**Records provided:**
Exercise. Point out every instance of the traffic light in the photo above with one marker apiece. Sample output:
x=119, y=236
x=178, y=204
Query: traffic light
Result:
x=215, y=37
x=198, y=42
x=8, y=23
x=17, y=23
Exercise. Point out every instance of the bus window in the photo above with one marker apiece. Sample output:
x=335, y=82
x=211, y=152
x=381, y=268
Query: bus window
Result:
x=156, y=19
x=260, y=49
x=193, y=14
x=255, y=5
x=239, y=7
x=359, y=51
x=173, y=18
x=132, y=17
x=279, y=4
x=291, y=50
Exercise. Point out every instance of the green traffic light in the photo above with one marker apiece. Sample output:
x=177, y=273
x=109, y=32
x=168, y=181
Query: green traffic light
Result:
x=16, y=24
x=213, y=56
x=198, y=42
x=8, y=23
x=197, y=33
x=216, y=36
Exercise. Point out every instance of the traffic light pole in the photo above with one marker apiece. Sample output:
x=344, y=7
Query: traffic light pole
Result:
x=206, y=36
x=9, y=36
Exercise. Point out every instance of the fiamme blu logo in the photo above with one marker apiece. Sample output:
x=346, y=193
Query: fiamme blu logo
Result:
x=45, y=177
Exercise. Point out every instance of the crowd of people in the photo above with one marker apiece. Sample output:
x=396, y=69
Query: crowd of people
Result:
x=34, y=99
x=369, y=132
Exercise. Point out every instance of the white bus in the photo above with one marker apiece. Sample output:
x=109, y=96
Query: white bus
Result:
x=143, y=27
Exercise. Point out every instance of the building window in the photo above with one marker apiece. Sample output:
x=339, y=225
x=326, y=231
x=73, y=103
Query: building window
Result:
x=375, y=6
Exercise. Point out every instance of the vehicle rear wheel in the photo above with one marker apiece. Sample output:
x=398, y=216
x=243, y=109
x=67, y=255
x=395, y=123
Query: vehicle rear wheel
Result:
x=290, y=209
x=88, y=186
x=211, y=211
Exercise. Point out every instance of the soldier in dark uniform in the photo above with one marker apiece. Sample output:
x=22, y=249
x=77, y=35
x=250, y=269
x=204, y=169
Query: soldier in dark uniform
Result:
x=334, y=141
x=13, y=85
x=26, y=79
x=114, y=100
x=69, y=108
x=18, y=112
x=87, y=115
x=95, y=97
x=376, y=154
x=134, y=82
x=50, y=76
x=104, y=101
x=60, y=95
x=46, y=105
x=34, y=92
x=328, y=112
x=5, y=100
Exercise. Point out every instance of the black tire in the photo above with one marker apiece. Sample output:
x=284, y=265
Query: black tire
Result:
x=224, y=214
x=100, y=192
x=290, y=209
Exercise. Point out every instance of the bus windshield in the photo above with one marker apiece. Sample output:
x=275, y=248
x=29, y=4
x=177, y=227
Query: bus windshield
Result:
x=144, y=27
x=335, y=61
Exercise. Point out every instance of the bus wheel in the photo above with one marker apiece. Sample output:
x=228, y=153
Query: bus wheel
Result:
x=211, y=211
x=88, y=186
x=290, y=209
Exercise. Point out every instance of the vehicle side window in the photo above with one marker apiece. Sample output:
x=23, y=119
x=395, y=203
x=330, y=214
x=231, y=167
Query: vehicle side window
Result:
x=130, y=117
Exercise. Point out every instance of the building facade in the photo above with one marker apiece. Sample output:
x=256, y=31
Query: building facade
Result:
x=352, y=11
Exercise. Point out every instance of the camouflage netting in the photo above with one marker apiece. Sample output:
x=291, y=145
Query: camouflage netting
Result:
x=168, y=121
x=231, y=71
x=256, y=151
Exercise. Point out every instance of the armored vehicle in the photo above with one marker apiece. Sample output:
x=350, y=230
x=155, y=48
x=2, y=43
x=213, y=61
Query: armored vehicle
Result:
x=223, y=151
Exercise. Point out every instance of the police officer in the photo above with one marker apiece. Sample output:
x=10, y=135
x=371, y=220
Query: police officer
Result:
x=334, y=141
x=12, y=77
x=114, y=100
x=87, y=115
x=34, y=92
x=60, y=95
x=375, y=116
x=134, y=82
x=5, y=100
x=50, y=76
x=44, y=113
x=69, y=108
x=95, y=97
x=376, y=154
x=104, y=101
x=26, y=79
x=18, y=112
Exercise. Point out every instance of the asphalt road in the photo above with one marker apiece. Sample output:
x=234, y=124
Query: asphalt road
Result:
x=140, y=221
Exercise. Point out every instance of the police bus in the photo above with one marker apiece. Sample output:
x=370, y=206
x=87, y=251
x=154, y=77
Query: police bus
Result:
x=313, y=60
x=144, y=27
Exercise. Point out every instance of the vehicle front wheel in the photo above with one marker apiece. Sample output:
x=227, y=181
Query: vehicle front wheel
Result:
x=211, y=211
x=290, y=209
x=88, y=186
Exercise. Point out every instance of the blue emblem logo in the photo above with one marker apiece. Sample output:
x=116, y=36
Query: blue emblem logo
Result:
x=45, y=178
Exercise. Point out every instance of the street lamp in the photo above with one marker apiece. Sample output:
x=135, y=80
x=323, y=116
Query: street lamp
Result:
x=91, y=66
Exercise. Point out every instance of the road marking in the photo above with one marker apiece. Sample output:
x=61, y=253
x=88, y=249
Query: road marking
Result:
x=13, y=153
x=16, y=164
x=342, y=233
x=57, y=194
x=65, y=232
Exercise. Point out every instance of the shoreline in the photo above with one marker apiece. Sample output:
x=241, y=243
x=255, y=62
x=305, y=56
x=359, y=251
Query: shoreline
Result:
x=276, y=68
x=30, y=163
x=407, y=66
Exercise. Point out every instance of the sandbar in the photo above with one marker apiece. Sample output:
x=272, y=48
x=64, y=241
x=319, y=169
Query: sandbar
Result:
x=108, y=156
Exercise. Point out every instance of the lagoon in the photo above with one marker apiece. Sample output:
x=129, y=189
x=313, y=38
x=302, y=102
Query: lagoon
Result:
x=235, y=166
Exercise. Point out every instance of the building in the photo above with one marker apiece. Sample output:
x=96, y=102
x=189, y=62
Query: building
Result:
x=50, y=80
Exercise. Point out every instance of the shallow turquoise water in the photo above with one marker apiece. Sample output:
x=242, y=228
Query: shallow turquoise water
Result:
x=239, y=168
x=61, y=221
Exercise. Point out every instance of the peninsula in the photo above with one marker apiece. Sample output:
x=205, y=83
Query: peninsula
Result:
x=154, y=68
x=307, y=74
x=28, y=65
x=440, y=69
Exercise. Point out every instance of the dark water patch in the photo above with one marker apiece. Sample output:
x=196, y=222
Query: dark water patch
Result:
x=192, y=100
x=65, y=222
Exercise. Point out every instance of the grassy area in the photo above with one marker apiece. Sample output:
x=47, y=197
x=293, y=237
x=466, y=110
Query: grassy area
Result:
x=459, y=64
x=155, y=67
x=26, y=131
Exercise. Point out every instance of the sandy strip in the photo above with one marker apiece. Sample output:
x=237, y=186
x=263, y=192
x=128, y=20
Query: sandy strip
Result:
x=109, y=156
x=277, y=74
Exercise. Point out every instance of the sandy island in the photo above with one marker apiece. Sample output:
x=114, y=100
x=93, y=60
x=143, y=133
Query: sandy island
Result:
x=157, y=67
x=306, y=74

**Task to complete:**
Reproduce the entire listing above word for word, keeping every line the same.

**Output of the task:**
Exercise. Point out every instance of the traffic light in the photo above with one marker apiece. Sample output:
x=119, y=236
x=178, y=204
Query: traffic light
Result:
x=215, y=37
x=198, y=42
x=8, y=23
x=17, y=23
Exercise. Point out every instance of the bus window in the photo above with one marker apiece. Sample output:
x=335, y=82
x=211, y=152
x=381, y=268
Query: bus window
Result:
x=156, y=19
x=260, y=49
x=193, y=14
x=255, y=5
x=239, y=7
x=359, y=51
x=173, y=18
x=132, y=17
x=279, y=4
x=291, y=50
Exercise. Point out every instance of the green traffic light in the photo above with one marker apiece. Sample output:
x=177, y=273
x=109, y=32
x=168, y=181
Query: green traffic light
Result:
x=16, y=24
x=213, y=56
x=198, y=42
x=8, y=23
x=197, y=33
x=216, y=36
Exercise. Point out every instance of the traffic light pole in the photo above with one marker apiece. Sample output:
x=344, y=7
Query: traffic light pole
Result:
x=206, y=36
x=9, y=36
Exercise. Point out every instance of the fiamme blu logo in the photo above with one marker apiece. Sample output:
x=346, y=193
Query: fiamme blu logo
Result:
x=45, y=177
Exercise. Point out every instance of the crowd of people in the photo above with one marker apiece. Sample output:
x=396, y=69
Query: crowd of people
Result:
x=34, y=99
x=369, y=132
Exercise. Point out every instance of the white bus in the photo above with one marker apiece. Sample output:
x=109, y=96
Query: white bus
Result:
x=143, y=27
Exercise. Point out every instance of the building window in the photo above with one marker apiece. Sample output:
x=339, y=225
x=326, y=231
x=73, y=103
Query: building window
Result:
x=375, y=6
Exercise. Point out every instance of the vehicle rear wheel in the photo above with one marker apiece. Sample output:
x=398, y=216
x=243, y=109
x=67, y=255
x=395, y=123
Query: vehicle rear wheel
Result:
x=290, y=209
x=88, y=186
x=211, y=211
Exercise. Point out every instance of the soldier in dark uniform in the photo above with one marker apiece. Sample output:
x=22, y=249
x=77, y=35
x=250, y=269
x=204, y=169
Query: soldier in dark uniform
Result:
x=334, y=141
x=13, y=85
x=26, y=79
x=114, y=100
x=69, y=108
x=18, y=112
x=87, y=115
x=95, y=97
x=376, y=154
x=134, y=82
x=50, y=76
x=104, y=101
x=60, y=95
x=46, y=105
x=34, y=92
x=328, y=112
x=5, y=100
Exercise. Point out every instance of the black tire in the photo above with one marker apiece. Sample output:
x=284, y=265
Query: black tire
Result:
x=224, y=214
x=100, y=192
x=290, y=209
Exercise. Point out every instance of the bus windshield in the photo above with one marker apiece. Sample output:
x=275, y=248
x=29, y=4
x=177, y=227
Query: bus windshield
Result:
x=144, y=27
x=335, y=61
Exercise. Point out every instance of the bus wheel in the photo above with one marker apiece. Sample output:
x=228, y=153
Query: bus wheel
Result:
x=211, y=211
x=88, y=186
x=290, y=209
Exercise. Point out every instance of the vehicle side window in the photo above with one marker apiece. Sample output:
x=23, y=119
x=395, y=203
x=330, y=214
x=231, y=167
Query: vehicle side window
Result:
x=130, y=117
Exercise. Point out every instance of the building facade in the photo above with one marker apiece. Sample output:
x=256, y=31
Query: building facade
Result:
x=352, y=11
Exercise. Point out every instance of the camouflage netting in the photo above with one marker apiece. Sample output:
x=291, y=145
Query: camouflage netting
Result:
x=168, y=121
x=231, y=71
x=256, y=151
Exercise. Point out every instance of the armored vehicle in the photo above with one marker apiece. Sample output:
x=350, y=230
x=155, y=48
x=2, y=43
x=213, y=61
Query: armored vehicle
Result:
x=223, y=151
Exercise. Point out every instance of the police officer in the photo above with one marker apiece. Sample output:
x=10, y=135
x=371, y=220
Query: police officer
Result:
x=334, y=141
x=12, y=77
x=114, y=100
x=87, y=115
x=34, y=92
x=60, y=95
x=375, y=116
x=134, y=82
x=5, y=100
x=50, y=76
x=44, y=113
x=69, y=108
x=95, y=97
x=376, y=154
x=104, y=101
x=26, y=79
x=18, y=112
Exercise. Point out every instance of the asphalt road in the photo above with one marker apiece. Sample output:
x=234, y=124
Query: asphalt road
Result:
x=140, y=221
Exercise. Point out every instance of the police bus in the photo above with one marker apiece. Sample output:
x=370, y=206
x=87, y=251
x=154, y=77
Query: police bus
Result:
x=313, y=60
x=144, y=27
Exercise. Point out every instance of the vehicle front wheel in the photo above with one marker apiece. Sample output:
x=227, y=181
Query: vehicle front wheel
Result:
x=211, y=211
x=290, y=209
x=88, y=186
Exercise. Point out every instance of the blue emblem logo in the photo above with one marker apiece. Sample output:
x=116, y=36
Query: blue emblem logo
Result:
x=45, y=178
Exercise. Point out every instance of the street lamp in the photo above with one marker apiece. Sample output:
x=135, y=80
x=323, y=116
Query: street lamp
Result:
x=91, y=66
Exercise. Point out every instance of the road marking in the photo above with one marker apiece. Sample output:
x=61, y=253
x=88, y=249
Query: road marking
Result:
x=13, y=153
x=16, y=164
x=342, y=233
x=57, y=194
x=65, y=232
Exercise. Point out every instance of the shoreline in the photo above with one marker apiece. Sample output:
x=241, y=243
x=255, y=62
x=305, y=56
x=359, y=251
Query: shoreline
Result:
x=276, y=68
x=30, y=163
x=407, y=66
Exercise. Point out every instance of the sandbar in the photo above with one marker apiece. Sample output:
x=272, y=48
x=64, y=241
x=319, y=169
Query: sandbar
Result:
x=108, y=156
Exercise. Point out every instance of the lagoon in the photo above with one marker apiece. Sample output:
x=129, y=189
x=313, y=38
x=302, y=102
Query: lagoon
Result:
x=235, y=166
Exercise. Point out every instance of the building in the photo above with one marker apiece. Sample output:
x=96, y=102
x=189, y=62
Query: building
Result:
x=50, y=80
Exercise. Point out every instance of the shallow turquoise water in the photo above with one marker apiece. Sample output:
x=242, y=228
Query: shallow turquoise water
Result:
x=239, y=168
x=61, y=221
Exercise. Point out every instance of the peninsula in the photo above with one marker apiece. Sample output:
x=205, y=83
Query: peninsula
Result:
x=154, y=68
x=307, y=74
x=28, y=65
x=440, y=69
Exercise. Point out every instance of the dark water patch in the photo above with one marker apiece. Sample output:
x=196, y=222
Query: dark water patch
Result:
x=192, y=100
x=65, y=222
Exercise. Point out every instance of the grassy area in the photo above with one marker apiece. Sample output:
x=47, y=197
x=293, y=237
x=466, y=110
Query: grassy area
Result:
x=459, y=64
x=155, y=67
x=26, y=131
Exercise. Point out every instance of the sandy strip in the photo above with one marker apiece. Sample output:
x=237, y=186
x=263, y=192
x=128, y=20
Query: sandy strip
Result:
x=109, y=156
x=277, y=74
Exercise. Point out every instance of the sandy island in the photo above with one marker apiece. Sample output:
x=114, y=100
x=93, y=60
x=143, y=133
Query: sandy island
Result:
x=157, y=67
x=306, y=74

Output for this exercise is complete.